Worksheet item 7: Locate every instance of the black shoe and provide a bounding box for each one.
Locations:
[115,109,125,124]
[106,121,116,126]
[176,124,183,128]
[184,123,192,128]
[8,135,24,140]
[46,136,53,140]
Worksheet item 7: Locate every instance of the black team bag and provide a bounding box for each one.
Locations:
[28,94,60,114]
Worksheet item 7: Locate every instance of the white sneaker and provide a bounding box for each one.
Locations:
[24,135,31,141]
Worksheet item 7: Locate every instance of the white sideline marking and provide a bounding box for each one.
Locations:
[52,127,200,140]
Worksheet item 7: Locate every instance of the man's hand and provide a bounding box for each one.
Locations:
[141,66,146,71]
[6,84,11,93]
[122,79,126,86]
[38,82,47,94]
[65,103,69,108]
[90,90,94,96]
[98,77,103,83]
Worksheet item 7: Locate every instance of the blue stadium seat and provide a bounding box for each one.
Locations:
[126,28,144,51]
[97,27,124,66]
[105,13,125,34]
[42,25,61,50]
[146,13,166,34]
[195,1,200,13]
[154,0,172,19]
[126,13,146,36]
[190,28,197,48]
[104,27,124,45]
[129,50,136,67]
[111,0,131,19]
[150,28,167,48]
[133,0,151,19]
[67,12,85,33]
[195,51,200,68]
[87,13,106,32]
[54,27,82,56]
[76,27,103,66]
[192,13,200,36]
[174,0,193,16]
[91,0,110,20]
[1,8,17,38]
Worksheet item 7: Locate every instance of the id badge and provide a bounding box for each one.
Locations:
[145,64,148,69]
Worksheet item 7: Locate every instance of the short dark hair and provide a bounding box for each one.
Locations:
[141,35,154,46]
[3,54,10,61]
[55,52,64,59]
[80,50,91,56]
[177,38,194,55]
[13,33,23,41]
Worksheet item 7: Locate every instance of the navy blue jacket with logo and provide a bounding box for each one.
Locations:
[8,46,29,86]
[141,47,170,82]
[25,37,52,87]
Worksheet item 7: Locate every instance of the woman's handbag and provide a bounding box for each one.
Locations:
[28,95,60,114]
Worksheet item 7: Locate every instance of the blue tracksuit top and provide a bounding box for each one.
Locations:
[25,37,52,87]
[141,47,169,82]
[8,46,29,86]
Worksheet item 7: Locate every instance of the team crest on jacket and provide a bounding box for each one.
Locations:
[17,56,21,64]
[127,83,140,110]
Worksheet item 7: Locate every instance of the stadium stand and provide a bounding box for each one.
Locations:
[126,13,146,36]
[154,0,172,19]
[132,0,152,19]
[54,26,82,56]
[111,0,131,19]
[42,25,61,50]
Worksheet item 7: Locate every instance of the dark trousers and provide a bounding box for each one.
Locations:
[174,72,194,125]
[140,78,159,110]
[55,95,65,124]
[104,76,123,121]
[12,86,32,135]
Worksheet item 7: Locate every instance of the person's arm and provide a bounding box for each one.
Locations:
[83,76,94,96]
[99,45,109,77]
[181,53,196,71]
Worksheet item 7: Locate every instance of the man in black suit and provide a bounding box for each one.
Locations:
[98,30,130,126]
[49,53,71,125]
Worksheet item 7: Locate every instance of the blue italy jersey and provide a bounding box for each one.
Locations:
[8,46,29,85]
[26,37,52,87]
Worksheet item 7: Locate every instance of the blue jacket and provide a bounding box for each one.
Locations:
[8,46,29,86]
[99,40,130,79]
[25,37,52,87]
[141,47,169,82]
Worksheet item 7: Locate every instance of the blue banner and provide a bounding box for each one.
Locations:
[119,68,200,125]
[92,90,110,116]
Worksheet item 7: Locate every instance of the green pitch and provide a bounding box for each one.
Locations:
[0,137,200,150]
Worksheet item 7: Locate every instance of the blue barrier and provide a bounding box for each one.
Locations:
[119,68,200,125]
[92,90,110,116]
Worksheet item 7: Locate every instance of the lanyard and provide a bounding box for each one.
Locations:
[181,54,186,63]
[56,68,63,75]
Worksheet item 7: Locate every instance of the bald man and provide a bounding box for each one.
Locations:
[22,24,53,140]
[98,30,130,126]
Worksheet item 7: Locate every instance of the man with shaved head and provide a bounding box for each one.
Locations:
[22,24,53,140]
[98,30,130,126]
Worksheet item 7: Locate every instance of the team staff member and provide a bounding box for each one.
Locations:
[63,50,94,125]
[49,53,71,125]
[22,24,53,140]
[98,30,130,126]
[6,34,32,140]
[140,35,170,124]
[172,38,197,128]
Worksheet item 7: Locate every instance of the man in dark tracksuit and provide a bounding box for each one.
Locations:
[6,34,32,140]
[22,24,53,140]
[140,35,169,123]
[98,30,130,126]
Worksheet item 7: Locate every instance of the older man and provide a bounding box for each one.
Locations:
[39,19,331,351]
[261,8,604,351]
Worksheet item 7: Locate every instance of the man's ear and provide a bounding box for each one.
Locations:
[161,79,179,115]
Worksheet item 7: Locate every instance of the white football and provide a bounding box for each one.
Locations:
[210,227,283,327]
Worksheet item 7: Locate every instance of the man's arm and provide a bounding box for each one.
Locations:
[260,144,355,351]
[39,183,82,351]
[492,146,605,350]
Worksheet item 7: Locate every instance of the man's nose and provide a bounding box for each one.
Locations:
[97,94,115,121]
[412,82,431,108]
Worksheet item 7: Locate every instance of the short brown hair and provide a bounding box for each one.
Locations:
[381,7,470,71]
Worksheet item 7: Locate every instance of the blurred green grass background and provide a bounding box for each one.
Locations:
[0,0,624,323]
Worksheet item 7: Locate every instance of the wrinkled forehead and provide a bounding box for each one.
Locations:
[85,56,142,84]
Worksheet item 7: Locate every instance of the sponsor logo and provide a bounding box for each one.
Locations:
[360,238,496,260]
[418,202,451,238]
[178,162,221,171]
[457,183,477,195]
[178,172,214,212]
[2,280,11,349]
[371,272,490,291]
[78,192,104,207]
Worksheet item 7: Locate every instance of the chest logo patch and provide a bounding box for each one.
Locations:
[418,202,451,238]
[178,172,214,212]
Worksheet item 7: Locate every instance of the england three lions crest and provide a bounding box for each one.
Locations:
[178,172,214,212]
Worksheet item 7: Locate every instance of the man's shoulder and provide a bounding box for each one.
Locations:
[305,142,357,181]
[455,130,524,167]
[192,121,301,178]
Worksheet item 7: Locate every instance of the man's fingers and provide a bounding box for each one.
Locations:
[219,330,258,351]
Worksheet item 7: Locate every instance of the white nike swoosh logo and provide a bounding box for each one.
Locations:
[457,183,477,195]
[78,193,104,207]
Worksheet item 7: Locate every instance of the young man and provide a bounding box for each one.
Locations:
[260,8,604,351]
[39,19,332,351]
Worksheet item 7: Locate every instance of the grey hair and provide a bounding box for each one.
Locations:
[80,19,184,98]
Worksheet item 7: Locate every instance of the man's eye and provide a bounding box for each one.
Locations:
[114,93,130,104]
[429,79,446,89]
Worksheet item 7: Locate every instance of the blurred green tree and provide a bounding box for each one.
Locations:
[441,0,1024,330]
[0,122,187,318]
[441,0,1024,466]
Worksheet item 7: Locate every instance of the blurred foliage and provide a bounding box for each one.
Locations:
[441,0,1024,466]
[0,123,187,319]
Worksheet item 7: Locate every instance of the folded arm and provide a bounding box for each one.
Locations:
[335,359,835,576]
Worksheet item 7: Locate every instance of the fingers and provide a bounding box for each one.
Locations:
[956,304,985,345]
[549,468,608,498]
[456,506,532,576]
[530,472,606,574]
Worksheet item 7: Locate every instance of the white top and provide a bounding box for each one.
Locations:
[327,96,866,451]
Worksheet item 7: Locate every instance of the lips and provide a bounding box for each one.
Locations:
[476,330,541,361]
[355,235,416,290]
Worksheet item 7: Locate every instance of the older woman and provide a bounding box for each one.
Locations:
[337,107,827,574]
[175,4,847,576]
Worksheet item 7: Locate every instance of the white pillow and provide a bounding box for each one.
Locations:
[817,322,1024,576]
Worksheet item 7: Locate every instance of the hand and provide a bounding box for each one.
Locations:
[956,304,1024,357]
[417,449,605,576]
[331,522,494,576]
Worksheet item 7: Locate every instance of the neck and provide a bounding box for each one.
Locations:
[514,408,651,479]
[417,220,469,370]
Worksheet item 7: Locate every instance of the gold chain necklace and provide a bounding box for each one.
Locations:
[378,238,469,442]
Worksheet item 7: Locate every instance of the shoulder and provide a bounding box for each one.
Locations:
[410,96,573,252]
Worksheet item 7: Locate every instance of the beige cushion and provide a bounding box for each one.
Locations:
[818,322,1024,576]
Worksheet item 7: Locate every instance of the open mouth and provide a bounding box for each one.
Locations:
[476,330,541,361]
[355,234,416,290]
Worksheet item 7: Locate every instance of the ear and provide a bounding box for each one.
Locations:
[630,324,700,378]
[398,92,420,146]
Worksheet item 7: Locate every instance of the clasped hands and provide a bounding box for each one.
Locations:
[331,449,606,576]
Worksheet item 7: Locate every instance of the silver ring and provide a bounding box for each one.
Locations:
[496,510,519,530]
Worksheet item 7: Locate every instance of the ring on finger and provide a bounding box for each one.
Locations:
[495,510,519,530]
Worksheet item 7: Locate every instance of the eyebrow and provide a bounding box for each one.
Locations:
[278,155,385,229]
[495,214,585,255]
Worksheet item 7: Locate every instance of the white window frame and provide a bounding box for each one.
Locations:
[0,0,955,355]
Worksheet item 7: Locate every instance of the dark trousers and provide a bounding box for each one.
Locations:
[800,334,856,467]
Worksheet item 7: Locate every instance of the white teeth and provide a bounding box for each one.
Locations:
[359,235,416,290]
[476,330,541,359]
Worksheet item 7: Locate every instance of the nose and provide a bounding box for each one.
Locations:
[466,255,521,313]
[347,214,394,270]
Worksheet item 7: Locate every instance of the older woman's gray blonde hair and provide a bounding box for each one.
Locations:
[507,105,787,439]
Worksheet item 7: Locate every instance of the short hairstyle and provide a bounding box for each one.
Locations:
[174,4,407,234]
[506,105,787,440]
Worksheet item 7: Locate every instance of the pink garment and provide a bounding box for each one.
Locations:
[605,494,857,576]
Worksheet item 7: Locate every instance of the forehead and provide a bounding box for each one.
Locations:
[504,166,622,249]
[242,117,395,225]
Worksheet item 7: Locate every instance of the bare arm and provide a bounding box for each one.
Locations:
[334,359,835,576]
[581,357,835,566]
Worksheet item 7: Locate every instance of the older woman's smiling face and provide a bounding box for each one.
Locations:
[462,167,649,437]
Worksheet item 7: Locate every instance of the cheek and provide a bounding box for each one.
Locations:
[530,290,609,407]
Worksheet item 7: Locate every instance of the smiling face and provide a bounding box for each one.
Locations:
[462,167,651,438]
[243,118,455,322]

____

Directions for this task:
Please repeat the lines verbatim, starting at the line that contains "Worksheet item 7: Locate every instance of the sponsor" and stopping after the line that contains "[192,121,301,178]".

Finished answer:
Worksheet item 7: Locate every instance of the sponsor logo and provide a bounding box for each one.
Locations:
[360,238,496,260]
[418,202,451,238]
[178,162,221,171]
[457,183,477,195]
[178,172,214,212]
[2,280,11,349]
[371,272,490,291]
[78,192,104,207]
Worksheet item 7: Locate every instance of the chest logo patch and provide a bounding box for each one.
Locations:
[418,202,451,238]
[178,172,214,212]
Worksheet item 7: Locate every instance of the england three lions crest and provide a bounding box for each one.
Locations:
[178,172,214,212]
Worksheet item 7: Locate every instance of the man's shoulder and provide a bounding box for each one.
Locations:
[305,142,357,181]
[455,130,524,167]
[192,121,301,178]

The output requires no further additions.